Records:
***

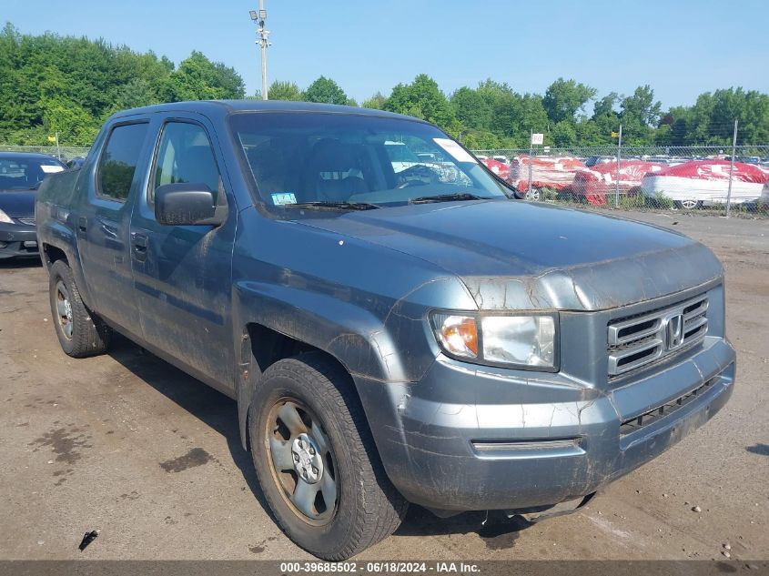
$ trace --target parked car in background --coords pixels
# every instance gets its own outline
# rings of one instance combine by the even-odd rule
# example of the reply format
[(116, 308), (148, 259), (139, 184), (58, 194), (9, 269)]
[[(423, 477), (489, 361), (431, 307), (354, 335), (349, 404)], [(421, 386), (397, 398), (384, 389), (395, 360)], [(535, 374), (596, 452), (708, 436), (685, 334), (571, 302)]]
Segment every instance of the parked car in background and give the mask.
[(577, 170), (570, 192), (578, 202), (602, 206), (607, 203), (606, 197), (617, 191), (622, 196), (636, 194), (647, 173), (656, 173), (664, 167), (663, 164), (644, 160), (621, 160), (618, 183), (616, 160), (597, 164)]
[(83, 164), (86, 162), (86, 158), (82, 156), (77, 156), (72, 158), (69, 162), (66, 163), (66, 169), (67, 170), (76, 170), (80, 168)]
[[(393, 135), (463, 177), (396, 172)], [(515, 199), (416, 118), (258, 100), (118, 113), (36, 212), (63, 350), (99, 354), (117, 331), (233, 398), (280, 528), (327, 560), (386, 538), (409, 502), (577, 510), (734, 389), (708, 248)]]
[(608, 162), (616, 162), (617, 158), (611, 156), (592, 156), (585, 159), (585, 166), (592, 167), (599, 164), (607, 164)]
[(35, 195), (65, 165), (45, 154), (0, 152), (0, 259), (37, 256)]
[[(731, 170), (729, 160), (691, 160), (646, 174), (642, 191), (649, 197), (663, 194), (673, 199), (678, 207), (686, 209), (724, 204), (729, 197)], [(755, 202), (767, 181), (769, 170), (754, 164), (735, 162), (731, 202)]]
[(510, 180), (510, 167), (507, 164), (493, 158), (485, 158), (481, 162), (502, 180)]

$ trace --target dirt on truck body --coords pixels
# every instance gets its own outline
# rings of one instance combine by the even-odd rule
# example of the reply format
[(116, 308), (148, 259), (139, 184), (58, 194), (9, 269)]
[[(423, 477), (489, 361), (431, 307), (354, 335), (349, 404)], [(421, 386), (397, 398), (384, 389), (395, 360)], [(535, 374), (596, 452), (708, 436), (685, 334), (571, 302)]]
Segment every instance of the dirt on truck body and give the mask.
[[(430, 161), (400, 169), (391, 142)], [(324, 559), (386, 538), (410, 502), (575, 510), (734, 389), (708, 248), (522, 202), (414, 118), (118, 113), (36, 215), (64, 350), (116, 331), (235, 399), (280, 528)]]

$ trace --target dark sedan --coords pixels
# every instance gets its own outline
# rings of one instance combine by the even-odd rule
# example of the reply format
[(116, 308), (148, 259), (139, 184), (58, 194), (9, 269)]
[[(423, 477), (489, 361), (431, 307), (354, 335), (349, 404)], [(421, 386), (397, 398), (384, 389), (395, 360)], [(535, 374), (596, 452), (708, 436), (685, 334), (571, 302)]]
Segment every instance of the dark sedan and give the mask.
[(37, 256), (35, 192), (47, 175), (64, 169), (45, 154), (0, 152), (0, 259)]

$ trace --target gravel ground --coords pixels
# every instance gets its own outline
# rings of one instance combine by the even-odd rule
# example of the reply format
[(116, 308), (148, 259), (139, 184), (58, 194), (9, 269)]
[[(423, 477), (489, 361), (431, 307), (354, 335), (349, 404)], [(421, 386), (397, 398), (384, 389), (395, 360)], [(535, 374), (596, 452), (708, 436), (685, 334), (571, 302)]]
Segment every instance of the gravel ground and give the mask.
[[(769, 221), (632, 216), (723, 261), (729, 404), (575, 514), (521, 530), (412, 507), (360, 560), (769, 558)], [(0, 263), (0, 559), (309, 559), (266, 511), (235, 402), (126, 340), (69, 359), (46, 294), (39, 264)]]

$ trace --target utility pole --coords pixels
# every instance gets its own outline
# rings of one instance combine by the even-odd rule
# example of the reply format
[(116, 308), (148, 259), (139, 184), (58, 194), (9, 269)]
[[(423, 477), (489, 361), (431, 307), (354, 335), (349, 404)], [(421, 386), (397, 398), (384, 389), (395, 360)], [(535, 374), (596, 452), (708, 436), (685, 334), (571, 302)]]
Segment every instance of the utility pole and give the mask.
[(620, 125), (619, 140), (617, 140), (617, 173), (614, 182), (614, 207), (620, 206), (620, 160), (622, 157), (622, 125)]
[(257, 44), (261, 48), (262, 53), (262, 100), (268, 99), (267, 94), (267, 48), (271, 46), (272, 43), (269, 41), (269, 30), (265, 27), (265, 20), (267, 20), (267, 10), (264, 9), (264, 0), (259, 0), (259, 11), (251, 10), (248, 13), (251, 15), (251, 20), (258, 25), (257, 29)]
[(529, 187), (526, 192), (526, 199), (531, 199), (531, 164), (534, 162), (534, 128), (531, 128), (531, 135), (529, 137)]
[(732, 177), (734, 175), (734, 153), (737, 151), (737, 121), (734, 120), (734, 134), (732, 136), (732, 162), (729, 165), (729, 190), (726, 192), (726, 217), (732, 208)]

***

## [The task]
Lay out every line of the records above as a numbered list, leaving out blank lines and the pictures.

## [Solution to this task]
1. $ trace --target parked car in background --coords pixels
2. # every instance gets its own outline
3. # rings of one instance combine by the even-odd rule
4. # example of the reply format
5. [(116, 308), (148, 259), (139, 184), (58, 194), (9, 269)]
6. [[(423, 477), (489, 361), (431, 307), (354, 335), (349, 404)], [(421, 386), (397, 398), (384, 389), (395, 360)], [(535, 374), (596, 452), (708, 436), (685, 334), (571, 302)]]
7. Segment every instance of the parked car in background and give the mask.
8. [(577, 170), (570, 192), (578, 202), (602, 206), (607, 203), (606, 197), (617, 191), (622, 196), (636, 194), (647, 173), (656, 173), (664, 167), (663, 164), (644, 160), (621, 160), (618, 183), (616, 160), (597, 164)]
9. [(83, 164), (86, 162), (86, 158), (82, 156), (77, 156), (72, 158), (69, 162), (66, 163), (66, 169), (67, 170), (76, 170), (80, 168)]
10. [[(393, 135), (463, 177), (396, 172)], [(515, 199), (416, 118), (258, 100), (118, 113), (36, 212), (63, 350), (99, 354), (117, 331), (233, 398), (280, 528), (327, 560), (386, 538), (409, 502), (577, 510), (734, 389), (708, 248)]]
11. [(608, 162), (616, 162), (617, 158), (611, 156), (592, 156), (585, 159), (585, 166), (592, 167), (599, 164), (607, 164)]
12. [(35, 195), (65, 165), (45, 154), (0, 152), (0, 259), (37, 256)]
13. [[(731, 170), (729, 160), (691, 160), (646, 174), (642, 191), (649, 197), (663, 194), (673, 199), (678, 207), (686, 209), (724, 204), (729, 197)], [(755, 202), (767, 181), (769, 170), (754, 164), (735, 162), (731, 202)]]
14. [(510, 180), (510, 167), (507, 164), (493, 158), (485, 158), (481, 162), (502, 180)]
15. $ trace --target dirt on truck body --coords pixels
16. # every instance gets its own outline
17. # rings of one instance combine by the even-odd rule
18. # example of the reply format
19. [(116, 308), (148, 259), (139, 184), (58, 194), (9, 269)]
20. [[(423, 477), (489, 361), (431, 307), (354, 335), (349, 404)], [(421, 386), (397, 398), (384, 389), (395, 360)], [(535, 374), (596, 452), (708, 436), (685, 334), (571, 302)]]
21. Segment every instance of the dirt on truck body and give the mask.
22. [[(430, 161), (400, 169), (391, 142)], [(324, 559), (386, 538), (410, 502), (575, 510), (734, 389), (708, 248), (522, 202), (414, 118), (118, 113), (36, 215), (64, 350), (116, 331), (235, 399), (280, 528)]]
23. $ trace --target dark sedan --coords pixels
24. # every instance gets its own outline
25. # rings of one instance combine by the even-odd rule
26. # example of the reply format
27. [(116, 308), (148, 259), (139, 184), (58, 194), (9, 269)]
28. [[(423, 477), (489, 361), (431, 307), (354, 335), (349, 404)], [(421, 386), (397, 398), (384, 389), (395, 360)], [(535, 374), (596, 452), (708, 436), (685, 334), (571, 302)]]
29. Segment every instance of the dark sedan and give the mask.
30. [(37, 256), (35, 192), (47, 175), (64, 169), (45, 154), (0, 152), (0, 259)]
31. $ trace --target gravel ground --coords pixels
32. # every instance gets its own outline
33. # rings of one instance combine by the even-odd rule
34. # example of the reply format
35. [(116, 308), (148, 259), (139, 184), (58, 194), (9, 269)]
36. [[(423, 477), (489, 361), (431, 307), (354, 335), (349, 404)], [(421, 386), (397, 398), (384, 389), (395, 360)], [(535, 374), (596, 452), (708, 436), (685, 334), (571, 302)]]
37. Segment every instance of the gravel ground and give the mask.
38. [[(769, 221), (632, 216), (723, 261), (729, 404), (575, 514), (521, 530), (412, 507), (360, 560), (769, 558)], [(0, 263), (0, 559), (309, 559), (266, 511), (235, 402), (126, 340), (69, 359), (46, 294), (39, 264)]]
39. $ trace --target utility pole --coords pixels
40. # every instance gets its own outline
41. # rings of one instance combine by the even-odd rule
42. # example of the reply format
43. [(116, 308), (148, 259), (139, 184), (58, 194), (9, 269)]
44. [[(423, 477), (489, 361), (431, 307), (354, 335), (349, 404)], [(421, 386), (397, 398), (384, 389), (395, 360)], [(535, 374), (596, 452), (708, 436), (685, 334), (571, 302)]]
45. Segment every instance of the utility pole and give the mask.
46. [(620, 125), (619, 140), (617, 140), (617, 173), (614, 182), (614, 207), (620, 206), (620, 160), (622, 157), (622, 125)]
47. [(257, 44), (261, 48), (262, 53), (262, 100), (268, 99), (267, 94), (267, 48), (271, 46), (272, 43), (269, 41), (269, 30), (265, 27), (265, 20), (267, 20), (267, 10), (264, 9), (264, 0), (259, 0), (259, 11), (251, 10), (248, 13), (251, 15), (251, 20), (258, 25), (257, 29)]
48. [(529, 187), (526, 192), (526, 199), (531, 199), (531, 164), (534, 162), (534, 128), (531, 128), (531, 135), (529, 137)]
49. [(732, 177), (734, 175), (734, 153), (737, 151), (737, 121), (734, 120), (734, 134), (732, 136), (732, 162), (729, 165), (729, 190), (726, 192), (726, 217), (732, 208)]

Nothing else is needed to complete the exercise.